**WORK TO DO:**
Please copy, word for word, the lines of the records below from the line with "Target: dark tree trunk" to the line with "320 26 L 320", including both of those lines.

[Spatial annotation records]
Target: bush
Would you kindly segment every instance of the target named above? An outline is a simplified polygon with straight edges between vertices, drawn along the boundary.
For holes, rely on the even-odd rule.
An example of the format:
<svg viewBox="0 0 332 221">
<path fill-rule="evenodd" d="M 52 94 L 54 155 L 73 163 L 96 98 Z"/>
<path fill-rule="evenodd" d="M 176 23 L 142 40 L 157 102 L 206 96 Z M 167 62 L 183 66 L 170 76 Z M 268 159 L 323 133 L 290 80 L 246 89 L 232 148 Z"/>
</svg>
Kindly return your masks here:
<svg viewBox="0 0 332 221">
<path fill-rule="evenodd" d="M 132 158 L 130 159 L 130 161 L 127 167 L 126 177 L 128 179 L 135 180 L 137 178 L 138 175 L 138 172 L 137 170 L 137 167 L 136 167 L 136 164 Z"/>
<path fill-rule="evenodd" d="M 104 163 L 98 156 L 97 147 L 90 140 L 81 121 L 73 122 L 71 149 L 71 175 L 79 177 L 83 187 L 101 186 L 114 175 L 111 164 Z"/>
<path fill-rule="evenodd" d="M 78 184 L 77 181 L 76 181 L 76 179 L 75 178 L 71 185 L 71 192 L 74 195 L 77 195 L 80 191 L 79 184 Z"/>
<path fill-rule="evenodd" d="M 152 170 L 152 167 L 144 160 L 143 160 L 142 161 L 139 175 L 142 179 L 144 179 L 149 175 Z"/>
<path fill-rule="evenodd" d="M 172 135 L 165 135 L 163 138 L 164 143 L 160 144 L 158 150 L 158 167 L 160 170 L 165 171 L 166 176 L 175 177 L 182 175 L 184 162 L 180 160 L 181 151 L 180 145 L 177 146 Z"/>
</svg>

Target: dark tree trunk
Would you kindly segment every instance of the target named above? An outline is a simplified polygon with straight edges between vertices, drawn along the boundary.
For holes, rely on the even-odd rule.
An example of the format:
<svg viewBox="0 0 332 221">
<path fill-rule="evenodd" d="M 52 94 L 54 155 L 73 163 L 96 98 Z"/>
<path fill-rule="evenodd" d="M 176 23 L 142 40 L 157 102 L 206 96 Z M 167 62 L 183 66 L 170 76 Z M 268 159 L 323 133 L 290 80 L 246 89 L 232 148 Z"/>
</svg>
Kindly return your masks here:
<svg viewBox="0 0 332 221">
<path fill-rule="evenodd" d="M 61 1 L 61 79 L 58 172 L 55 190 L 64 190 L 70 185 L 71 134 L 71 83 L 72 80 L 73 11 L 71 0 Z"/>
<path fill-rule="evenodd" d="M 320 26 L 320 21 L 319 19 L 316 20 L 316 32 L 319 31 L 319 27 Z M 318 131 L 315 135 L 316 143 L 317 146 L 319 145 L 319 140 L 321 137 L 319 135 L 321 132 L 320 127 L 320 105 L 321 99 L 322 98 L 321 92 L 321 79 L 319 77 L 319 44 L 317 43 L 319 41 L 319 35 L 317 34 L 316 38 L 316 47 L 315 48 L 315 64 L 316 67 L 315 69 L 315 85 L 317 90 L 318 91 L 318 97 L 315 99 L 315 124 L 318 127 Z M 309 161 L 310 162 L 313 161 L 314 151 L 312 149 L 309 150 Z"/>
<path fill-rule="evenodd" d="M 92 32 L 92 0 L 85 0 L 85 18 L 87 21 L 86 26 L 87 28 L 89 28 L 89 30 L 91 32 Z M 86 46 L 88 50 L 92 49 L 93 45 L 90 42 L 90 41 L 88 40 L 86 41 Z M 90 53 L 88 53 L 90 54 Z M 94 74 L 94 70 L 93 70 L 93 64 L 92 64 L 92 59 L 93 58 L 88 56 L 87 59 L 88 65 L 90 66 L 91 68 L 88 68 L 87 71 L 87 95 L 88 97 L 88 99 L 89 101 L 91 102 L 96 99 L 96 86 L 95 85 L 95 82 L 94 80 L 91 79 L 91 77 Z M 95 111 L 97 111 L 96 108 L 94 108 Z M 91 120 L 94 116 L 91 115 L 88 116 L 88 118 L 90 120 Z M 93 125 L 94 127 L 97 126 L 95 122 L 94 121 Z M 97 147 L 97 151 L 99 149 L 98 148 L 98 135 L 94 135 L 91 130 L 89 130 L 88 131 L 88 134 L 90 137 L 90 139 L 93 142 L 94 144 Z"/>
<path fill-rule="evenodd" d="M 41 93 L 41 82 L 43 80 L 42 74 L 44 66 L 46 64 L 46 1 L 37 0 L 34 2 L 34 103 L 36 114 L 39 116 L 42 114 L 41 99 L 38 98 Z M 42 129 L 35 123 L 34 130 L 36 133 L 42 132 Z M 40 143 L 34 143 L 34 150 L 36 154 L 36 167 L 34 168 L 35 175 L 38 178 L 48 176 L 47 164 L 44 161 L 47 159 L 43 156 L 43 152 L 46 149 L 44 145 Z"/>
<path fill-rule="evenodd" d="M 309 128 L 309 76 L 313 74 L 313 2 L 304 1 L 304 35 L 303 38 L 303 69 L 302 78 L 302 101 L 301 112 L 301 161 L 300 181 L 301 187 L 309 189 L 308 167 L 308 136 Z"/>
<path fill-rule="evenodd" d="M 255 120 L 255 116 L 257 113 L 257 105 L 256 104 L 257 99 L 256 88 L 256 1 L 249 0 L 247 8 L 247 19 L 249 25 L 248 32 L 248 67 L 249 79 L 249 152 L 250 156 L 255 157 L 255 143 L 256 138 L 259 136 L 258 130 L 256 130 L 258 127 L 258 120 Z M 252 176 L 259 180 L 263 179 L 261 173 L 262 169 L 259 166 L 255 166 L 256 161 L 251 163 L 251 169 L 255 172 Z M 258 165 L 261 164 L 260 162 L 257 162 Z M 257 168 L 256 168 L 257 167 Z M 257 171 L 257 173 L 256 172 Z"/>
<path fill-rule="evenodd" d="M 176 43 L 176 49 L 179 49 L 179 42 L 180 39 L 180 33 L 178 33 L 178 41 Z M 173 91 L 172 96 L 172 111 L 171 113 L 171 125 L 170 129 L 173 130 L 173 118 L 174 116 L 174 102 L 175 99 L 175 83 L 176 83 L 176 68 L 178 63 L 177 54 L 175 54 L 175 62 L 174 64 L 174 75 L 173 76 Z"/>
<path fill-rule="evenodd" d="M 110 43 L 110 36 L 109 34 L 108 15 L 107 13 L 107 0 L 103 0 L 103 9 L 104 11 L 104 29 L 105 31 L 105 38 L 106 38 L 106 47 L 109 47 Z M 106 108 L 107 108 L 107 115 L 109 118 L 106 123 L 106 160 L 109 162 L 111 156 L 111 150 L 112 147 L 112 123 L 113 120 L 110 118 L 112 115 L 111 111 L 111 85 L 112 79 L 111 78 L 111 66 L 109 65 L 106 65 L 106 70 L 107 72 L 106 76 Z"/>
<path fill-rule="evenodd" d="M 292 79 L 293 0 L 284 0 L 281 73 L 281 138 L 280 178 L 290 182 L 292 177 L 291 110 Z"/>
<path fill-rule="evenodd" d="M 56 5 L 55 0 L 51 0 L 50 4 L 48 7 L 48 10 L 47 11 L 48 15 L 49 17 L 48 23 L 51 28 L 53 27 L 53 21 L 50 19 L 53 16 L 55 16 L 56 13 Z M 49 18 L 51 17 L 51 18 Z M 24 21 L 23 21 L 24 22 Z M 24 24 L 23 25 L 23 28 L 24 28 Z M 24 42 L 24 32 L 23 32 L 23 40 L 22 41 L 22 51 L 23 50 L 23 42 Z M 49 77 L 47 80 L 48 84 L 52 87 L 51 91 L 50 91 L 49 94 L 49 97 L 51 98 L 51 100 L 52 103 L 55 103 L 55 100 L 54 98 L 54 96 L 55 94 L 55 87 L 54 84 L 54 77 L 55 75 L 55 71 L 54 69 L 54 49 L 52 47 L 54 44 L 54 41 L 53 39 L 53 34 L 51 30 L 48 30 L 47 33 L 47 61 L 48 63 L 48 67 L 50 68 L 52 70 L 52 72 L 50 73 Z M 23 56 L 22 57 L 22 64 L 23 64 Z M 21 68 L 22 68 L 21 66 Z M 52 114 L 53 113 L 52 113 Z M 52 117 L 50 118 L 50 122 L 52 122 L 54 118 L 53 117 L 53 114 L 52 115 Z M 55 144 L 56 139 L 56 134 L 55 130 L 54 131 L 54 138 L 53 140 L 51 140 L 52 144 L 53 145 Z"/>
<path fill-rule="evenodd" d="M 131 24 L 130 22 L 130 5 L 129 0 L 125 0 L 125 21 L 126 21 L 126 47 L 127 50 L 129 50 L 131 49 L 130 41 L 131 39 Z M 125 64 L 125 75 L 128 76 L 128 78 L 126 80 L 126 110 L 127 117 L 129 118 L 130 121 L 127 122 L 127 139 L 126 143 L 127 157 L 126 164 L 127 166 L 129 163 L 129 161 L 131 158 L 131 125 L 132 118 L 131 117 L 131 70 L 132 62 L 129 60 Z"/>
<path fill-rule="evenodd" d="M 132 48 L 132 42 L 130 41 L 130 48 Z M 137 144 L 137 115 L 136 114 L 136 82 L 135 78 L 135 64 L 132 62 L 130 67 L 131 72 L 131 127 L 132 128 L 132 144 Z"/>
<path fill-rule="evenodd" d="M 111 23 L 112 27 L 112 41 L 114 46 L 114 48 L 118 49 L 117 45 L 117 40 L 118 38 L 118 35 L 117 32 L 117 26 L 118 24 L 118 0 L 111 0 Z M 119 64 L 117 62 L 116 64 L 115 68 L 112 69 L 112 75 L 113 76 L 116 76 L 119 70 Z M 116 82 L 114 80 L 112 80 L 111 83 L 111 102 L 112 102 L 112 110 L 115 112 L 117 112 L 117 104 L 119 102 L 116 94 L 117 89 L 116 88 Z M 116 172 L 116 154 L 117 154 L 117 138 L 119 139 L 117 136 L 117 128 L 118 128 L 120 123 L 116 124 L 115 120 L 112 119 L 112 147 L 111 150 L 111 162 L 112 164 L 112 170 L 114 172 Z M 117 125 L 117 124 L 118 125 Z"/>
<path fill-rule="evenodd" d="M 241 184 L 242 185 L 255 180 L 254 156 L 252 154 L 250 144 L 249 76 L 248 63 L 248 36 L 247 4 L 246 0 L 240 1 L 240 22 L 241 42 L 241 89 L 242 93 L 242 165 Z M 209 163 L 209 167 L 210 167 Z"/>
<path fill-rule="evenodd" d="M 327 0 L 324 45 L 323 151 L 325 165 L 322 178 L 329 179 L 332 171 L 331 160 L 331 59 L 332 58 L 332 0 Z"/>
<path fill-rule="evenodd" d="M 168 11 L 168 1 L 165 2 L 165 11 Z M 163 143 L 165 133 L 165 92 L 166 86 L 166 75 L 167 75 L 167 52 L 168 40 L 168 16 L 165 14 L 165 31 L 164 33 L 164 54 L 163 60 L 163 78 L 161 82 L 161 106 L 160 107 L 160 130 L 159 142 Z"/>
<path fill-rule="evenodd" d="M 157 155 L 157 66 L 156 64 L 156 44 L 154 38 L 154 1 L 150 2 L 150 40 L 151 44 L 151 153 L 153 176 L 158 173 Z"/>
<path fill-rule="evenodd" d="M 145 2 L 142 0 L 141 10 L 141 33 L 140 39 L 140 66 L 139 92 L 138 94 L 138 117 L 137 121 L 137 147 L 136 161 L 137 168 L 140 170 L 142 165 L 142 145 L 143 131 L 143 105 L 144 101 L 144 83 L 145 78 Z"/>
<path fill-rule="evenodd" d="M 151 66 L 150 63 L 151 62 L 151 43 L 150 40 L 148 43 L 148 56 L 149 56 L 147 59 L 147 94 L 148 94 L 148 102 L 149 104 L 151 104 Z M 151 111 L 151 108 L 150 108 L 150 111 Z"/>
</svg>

**TASK RESULT:**
Target: dark tree trunk
Would you kindly segment every instance of the target named above? An outline is a simplified polygon with straight edges between vertices, drawn along the boundary.
For holes, rely on the even-odd rule.
An example of the format:
<svg viewBox="0 0 332 221">
<path fill-rule="evenodd" d="M 52 94 L 54 155 L 73 163 L 96 98 Z"/>
<path fill-rule="evenodd" d="M 176 23 L 142 40 L 157 102 L 206 96 Z M 167 62 L 183 66 L 170 76 Z M 268 159 L 323 133 L 290 80 L 246 89 L 232 148 Z"/>
</svg>
Kindly return your masks here:
<svg viewBox="0 0 332 221">
<path fill-rule="evenodd" d="M 61 1 L 61 79 L 58 172 L 55 190 L 64 190 L 70 185 L 71 134 L 71 83 L 72 80 L 73 11 L 71 0 Z"/>
<path fill-rule="evenodd" d="M 320 26 L 320 21 L 319 19 L 316 20 L 316 32 L 319 31 L 319 27 Z M 318 131 L 315 135 L 316 143 L 317 146 L 319 145 L 319 140 L 321 137 L 319 135 L 321 132 L 320 127 L 320 105 L 321 99 L 322 98 L 321 92 L 321 79 L 319 77 L 319 44 L 317 43 L 319 41 L 319 35 L 317 34 L 316 38 L 316 47 L 315 48 L 315 64 L 316 67 L 315 69 L 315 85 L 317 90 L 318 91 L 318 97 L 315 99 L 315 124 L 318 127 Z M 309 161 L 310 162 L 313 161 L 314 151 L 312 149 L 309 150 Z"/>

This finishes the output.